[Segmentation dataset records]
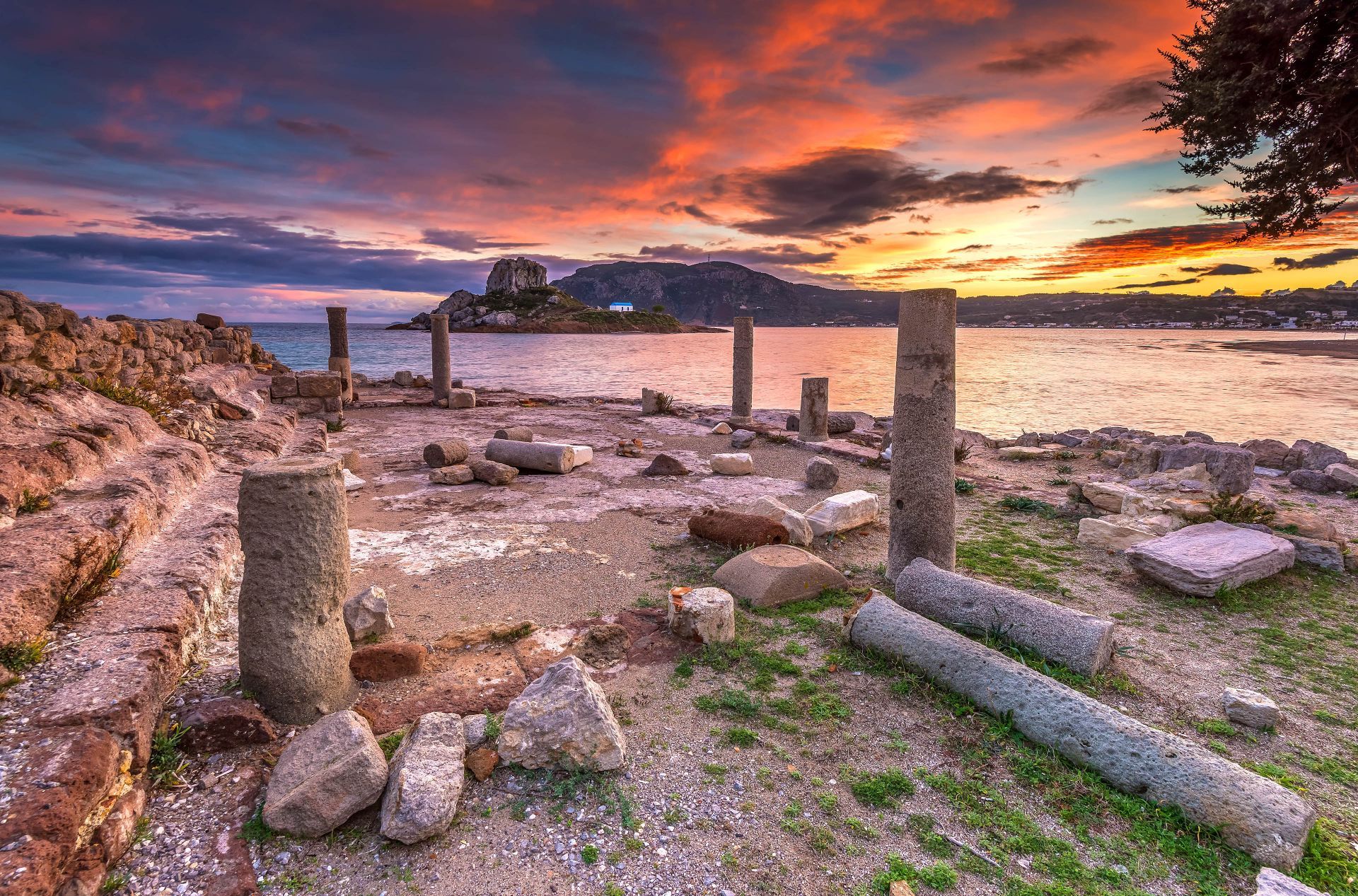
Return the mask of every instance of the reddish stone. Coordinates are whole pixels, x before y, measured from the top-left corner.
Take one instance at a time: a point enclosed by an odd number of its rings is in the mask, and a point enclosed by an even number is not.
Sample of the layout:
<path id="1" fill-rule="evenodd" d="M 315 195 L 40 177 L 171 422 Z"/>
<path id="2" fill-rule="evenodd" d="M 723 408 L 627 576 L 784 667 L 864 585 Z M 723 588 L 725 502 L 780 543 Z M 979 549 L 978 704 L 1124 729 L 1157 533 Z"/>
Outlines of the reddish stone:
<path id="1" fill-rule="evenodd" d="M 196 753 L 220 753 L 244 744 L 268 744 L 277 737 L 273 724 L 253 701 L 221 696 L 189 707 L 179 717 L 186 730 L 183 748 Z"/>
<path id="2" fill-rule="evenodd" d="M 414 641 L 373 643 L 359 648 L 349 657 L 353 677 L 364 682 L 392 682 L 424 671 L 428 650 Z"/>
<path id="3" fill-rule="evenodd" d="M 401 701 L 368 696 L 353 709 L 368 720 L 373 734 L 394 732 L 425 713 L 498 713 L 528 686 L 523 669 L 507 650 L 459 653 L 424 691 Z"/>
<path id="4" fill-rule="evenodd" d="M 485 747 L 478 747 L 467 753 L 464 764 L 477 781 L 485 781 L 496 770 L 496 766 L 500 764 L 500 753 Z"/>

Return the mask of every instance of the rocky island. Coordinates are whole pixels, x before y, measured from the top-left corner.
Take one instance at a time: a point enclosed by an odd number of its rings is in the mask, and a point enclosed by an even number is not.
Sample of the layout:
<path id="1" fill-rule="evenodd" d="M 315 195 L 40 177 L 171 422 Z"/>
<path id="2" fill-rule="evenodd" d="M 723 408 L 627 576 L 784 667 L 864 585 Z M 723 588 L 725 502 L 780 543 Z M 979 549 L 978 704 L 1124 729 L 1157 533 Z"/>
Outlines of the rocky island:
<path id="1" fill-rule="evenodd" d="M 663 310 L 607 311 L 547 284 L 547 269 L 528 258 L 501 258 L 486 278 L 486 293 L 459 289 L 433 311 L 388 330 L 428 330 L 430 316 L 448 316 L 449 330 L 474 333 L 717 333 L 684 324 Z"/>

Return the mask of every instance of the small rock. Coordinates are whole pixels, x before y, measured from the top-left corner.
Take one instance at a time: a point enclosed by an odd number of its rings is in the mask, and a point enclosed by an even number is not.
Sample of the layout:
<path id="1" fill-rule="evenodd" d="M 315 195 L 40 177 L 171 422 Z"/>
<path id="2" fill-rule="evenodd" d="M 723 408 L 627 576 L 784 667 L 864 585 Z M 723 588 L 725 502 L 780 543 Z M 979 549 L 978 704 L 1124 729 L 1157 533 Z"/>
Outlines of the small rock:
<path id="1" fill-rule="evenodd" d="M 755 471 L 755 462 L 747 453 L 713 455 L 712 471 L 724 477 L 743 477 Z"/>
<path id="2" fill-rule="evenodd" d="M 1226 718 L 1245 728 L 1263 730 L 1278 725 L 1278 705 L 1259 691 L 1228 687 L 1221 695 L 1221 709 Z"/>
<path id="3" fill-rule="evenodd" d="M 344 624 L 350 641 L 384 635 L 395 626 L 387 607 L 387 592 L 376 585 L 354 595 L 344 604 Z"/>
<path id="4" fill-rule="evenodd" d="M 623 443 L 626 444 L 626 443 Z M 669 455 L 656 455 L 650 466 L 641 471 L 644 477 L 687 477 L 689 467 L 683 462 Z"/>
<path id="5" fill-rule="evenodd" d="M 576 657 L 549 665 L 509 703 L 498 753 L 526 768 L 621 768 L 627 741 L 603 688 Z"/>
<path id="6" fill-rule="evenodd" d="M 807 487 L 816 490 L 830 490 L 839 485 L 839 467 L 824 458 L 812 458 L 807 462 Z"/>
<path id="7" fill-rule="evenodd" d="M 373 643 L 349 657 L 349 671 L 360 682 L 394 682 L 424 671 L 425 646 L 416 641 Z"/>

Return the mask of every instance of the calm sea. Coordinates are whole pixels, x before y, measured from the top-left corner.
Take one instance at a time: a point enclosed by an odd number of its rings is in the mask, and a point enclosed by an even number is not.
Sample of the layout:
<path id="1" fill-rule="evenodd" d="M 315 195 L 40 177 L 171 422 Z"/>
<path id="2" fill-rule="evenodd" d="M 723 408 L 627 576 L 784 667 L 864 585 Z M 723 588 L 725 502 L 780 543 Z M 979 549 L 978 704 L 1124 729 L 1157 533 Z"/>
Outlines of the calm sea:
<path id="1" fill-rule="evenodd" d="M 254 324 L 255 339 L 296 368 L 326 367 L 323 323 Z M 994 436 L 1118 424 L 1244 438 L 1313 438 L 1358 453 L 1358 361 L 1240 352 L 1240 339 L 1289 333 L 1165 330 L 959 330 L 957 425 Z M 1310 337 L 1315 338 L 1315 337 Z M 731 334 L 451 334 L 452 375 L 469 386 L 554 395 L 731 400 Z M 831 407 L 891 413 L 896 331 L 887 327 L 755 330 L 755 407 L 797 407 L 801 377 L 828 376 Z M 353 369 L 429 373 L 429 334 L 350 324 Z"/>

---

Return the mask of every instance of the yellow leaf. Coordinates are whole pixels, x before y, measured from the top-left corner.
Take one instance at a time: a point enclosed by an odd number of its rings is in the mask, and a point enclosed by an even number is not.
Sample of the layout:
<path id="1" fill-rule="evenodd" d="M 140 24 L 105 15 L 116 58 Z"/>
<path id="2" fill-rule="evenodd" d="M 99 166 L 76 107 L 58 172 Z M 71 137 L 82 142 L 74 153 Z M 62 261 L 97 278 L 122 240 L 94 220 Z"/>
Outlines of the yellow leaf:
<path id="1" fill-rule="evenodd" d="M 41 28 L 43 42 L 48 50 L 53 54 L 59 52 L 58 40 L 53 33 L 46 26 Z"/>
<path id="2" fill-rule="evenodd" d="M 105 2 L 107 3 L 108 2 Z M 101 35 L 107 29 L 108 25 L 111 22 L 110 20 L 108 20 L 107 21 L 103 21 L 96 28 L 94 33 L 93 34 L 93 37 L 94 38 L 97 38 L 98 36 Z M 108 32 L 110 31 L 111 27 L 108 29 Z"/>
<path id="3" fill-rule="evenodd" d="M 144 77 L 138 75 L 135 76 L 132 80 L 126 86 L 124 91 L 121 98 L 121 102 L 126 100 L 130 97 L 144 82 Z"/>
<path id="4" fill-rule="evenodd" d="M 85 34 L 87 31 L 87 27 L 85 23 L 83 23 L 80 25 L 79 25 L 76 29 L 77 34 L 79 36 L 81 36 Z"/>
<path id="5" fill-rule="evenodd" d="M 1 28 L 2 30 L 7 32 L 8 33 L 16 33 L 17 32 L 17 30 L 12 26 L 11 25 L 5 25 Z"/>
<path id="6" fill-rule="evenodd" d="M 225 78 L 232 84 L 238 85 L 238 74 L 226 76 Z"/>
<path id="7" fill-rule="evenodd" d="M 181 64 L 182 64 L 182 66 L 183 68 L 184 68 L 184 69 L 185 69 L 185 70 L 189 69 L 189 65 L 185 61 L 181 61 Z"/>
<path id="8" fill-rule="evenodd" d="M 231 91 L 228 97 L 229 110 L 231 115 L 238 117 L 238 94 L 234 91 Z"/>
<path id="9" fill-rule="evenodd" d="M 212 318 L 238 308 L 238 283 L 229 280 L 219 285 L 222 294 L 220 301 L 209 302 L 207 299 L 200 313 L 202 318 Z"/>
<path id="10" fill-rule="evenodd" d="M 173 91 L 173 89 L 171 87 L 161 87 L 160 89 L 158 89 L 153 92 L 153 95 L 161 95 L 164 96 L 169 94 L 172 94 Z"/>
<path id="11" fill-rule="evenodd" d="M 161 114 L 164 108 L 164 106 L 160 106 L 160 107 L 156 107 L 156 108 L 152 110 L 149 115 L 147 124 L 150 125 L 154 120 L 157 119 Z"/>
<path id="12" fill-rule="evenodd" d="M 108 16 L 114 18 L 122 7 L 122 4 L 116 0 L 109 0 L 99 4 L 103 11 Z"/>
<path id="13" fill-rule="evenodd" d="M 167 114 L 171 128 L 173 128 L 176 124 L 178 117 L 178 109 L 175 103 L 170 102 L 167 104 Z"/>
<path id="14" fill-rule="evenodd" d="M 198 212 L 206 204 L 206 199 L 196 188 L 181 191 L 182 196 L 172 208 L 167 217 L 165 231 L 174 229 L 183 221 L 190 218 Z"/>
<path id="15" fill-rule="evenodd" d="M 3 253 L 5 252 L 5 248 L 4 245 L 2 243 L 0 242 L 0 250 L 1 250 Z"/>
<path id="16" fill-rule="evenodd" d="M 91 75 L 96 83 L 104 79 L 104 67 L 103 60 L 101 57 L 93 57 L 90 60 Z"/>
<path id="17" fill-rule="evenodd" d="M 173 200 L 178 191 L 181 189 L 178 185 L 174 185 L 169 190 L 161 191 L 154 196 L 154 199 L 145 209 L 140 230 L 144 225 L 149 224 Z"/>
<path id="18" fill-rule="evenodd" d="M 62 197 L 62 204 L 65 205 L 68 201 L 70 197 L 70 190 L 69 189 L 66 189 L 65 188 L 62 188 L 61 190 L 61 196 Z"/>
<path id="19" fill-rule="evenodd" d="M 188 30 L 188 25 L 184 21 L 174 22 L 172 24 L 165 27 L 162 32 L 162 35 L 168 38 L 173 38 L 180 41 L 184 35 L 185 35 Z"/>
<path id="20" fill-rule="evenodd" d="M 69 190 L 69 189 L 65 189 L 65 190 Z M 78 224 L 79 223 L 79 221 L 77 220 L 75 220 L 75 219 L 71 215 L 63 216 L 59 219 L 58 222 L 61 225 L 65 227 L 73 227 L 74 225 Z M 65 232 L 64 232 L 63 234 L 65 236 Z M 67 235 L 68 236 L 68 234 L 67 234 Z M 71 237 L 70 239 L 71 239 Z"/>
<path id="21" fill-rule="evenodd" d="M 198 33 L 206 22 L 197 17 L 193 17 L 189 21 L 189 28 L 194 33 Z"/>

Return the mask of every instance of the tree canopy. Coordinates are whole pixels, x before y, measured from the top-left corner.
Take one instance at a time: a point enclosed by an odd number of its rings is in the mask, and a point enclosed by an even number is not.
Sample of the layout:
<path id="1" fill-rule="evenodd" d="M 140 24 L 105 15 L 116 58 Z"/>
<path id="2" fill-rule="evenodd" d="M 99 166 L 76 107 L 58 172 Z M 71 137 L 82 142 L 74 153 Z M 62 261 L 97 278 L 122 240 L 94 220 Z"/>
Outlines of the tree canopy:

WORK TO COMPLETE => Lay out everything from the line containing "Return the mask of every instance of the calm" down to the line containing "254 324 L 255" as a numbered list, leaving out blank lines.

RESULT OF THE EXERCISE =>
1. Return the mask of every instance of the calm sea. Coordinates are whole pixels, x before y, measured from the top-left corner.
2. Take one instance at a time: a point enclosed by an odd number of its rings is in the mask, and a point enclosed by an even number is not.
3. Sample of the layout:
4. <path id="1" fill-rule="evenodd" d="M 315 195 L 40 177 L 171 422 Z"/>
5. <path id="2" fill-rule="evenodd" d="M 723 408 L 627 576 L 784 667 L 864 585 Z M 723 588 L 725 502 L 780 543 Z M 979 549 L 978 704 L 1124 729 L 1157 533 Z"/>
6. Outlines of the calm sea:
7. <path id="1" fill-rule="evenodd" d="M 254 324 L 255 339 L 296 368 L 326 367 L 323 323 Z M 994 436 L 1118 424 L 1244 438 L 1313 438 L 1358 453 L 1358 361 L 1240 352 L 1240 339 L 1289 333 L 1165 330 L 959 330 L 957 425 Z M 1310 337 L 1315 338 L 1315 337 Z M 731 334 L 451 334 L 452 375 L 469 386 L 554 395 L 731 400 Z M 831 407 L 891 413 L 896 331 L 887 327 L 755 330 L 755 407 L 797 407 L 801 377 L 828 376 Z M 353 369 L 429 373 L 429 334 L 350 324 Z"/>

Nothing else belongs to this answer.